* _TEXTO APRESENTADO_:
Seria solução tirar um preto da fazenda, libertá-lo e convertê-lo num vagabundo e capoeira no interior da capital?

[...] Releve-nos a Confederação Abolicionista o dizermos-lhe que não pode se arrogar a única representante do abolicionismo no Brasil e que nessa matéria tem contra si graves e ponderosas acusações.
Os filósofos, os que seguem a doutrina positivista sistematicamente (e nós, que não somos membros do Apostolado Positivista e podemos dizer com toda isenção de ânimo), não se dedignam de ombrear com as classes operárias, com os desprovidos da fortuna, não só porque são os que se colocam ao seu lado para clamar contra todos os privilégios e monopólios burocráticos de nossa sociedade como tem em sua sala ao lado dos grandes, dos mais elevados fatores da civilização humana, representados por bustos e retratos de um preto, retrato que podemos afirmar não existe na sede da Confederação Abolicionista nem nas casas de seus membros; retrato do grande e ilustre preto libertador do Haiti, o primeiro entre os mártires da liberdade de sua raça -o grande Toussaint-Louverture. [...]
Quando a Confederação Abolicionista ainda não sonhava em surgir, em 1864, uma distinta brasileira, d. Nizia Floresta Brasileira Augusta, sob a inspiração do Mestre na sua obra escrita no estrangeiro, apresentava alguns remédios morais para o mal que nos maculava. Em 1865 o sr. Brandão, em Bruxelas, escrevia um opúsculo em que se dizia positivista, e combatia a monstruosa posse.

* _TAREFA PROPOSTA 1_: De acordo com o texto apresentado, em que ano e em que cidade o sr. Brandão escreveu um opúsculo em que se dizia positivista?
O texto apresentado e a listagem são independentes entre si.

* _LISTAGEM FORNECIDA_:
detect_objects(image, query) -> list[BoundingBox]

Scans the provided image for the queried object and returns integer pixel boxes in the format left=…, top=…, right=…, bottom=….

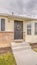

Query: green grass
left=33, top=48, right=37, bottom=52
left=0, top=53, right=16, bottom=65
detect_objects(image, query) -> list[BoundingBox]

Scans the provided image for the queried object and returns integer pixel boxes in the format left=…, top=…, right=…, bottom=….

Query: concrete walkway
left=11, top=42, right=37, bottom=65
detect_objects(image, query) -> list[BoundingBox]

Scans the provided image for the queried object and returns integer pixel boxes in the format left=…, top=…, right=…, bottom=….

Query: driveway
left=11, top=43, right=37, bottom=65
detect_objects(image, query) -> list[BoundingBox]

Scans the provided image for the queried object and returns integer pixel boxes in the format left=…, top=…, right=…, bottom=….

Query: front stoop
left=11, top=42, right=31, bottom=51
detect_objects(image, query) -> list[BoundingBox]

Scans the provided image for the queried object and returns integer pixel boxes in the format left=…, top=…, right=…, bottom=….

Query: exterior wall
left=0, top=16, right=14, bottom=47
left=25, top=21, right=37, bottom=43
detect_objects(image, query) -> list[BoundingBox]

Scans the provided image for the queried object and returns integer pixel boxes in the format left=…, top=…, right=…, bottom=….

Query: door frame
left=14, top=20, right=23, bottom=41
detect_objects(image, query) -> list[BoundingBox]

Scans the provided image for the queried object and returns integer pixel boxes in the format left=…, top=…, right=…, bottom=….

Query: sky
left=0, top=0, right=37, bottom=17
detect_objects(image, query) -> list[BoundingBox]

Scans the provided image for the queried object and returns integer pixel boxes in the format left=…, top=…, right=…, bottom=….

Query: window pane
left=27, top=23, right=31, bottom=35
left=1, top=19, right=5, bottom=31
left=35, top=23, right=37, bottom=34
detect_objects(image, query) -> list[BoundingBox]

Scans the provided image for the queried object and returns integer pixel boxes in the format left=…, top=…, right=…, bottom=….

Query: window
left=27, top=23, right=31, bottom=35
left=35, top=23, right=37, bottom=34
left=1, top=19, right=5, bottom=31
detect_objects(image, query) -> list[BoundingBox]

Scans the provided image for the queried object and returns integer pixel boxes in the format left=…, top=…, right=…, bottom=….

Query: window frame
left=0, top=18, right=5, bottom=32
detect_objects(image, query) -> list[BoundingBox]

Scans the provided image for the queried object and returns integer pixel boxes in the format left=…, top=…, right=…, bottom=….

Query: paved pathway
left=11, top=42, right=37, bottom=65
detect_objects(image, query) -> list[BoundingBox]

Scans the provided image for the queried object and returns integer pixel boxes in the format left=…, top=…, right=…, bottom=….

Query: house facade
left=0, top=14, right=37, bottom=46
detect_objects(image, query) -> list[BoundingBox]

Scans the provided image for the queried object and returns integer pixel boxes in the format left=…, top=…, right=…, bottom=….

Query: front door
left=14, top=20, right=23, bottom=39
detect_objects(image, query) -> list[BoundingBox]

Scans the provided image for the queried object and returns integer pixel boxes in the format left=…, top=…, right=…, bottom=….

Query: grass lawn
left=33, top=48, right=37, bottom=52
left=0, top=53, right=16, bottom=65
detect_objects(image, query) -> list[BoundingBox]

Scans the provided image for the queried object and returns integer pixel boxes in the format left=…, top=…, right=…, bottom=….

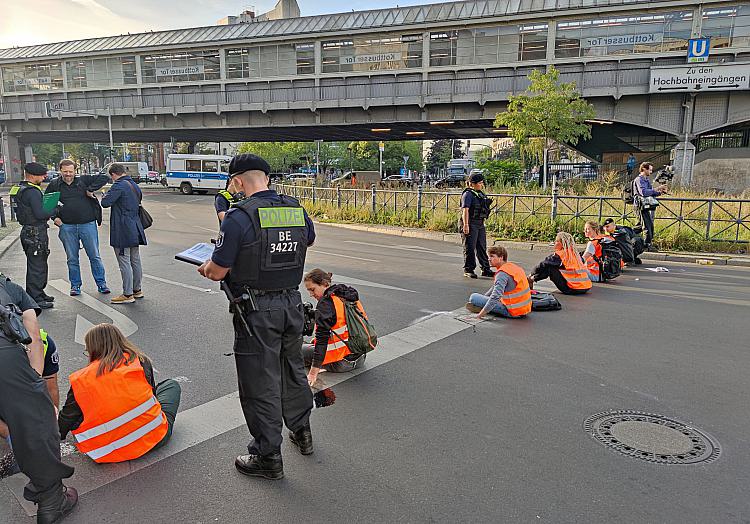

* _TAREFA PROPOSTA 2_: Devolva cada linha da listagem que contenha a palavra "window", levando em conta a diferença entre maiúsculas e minúsculas.

* _RESPOSTA RESOLVIDA 1_: Em 1865, em Bruxelas.

* _RESPOSTA RESOLVIDA 2_:
Query: window pane
Query: window
Query: window frame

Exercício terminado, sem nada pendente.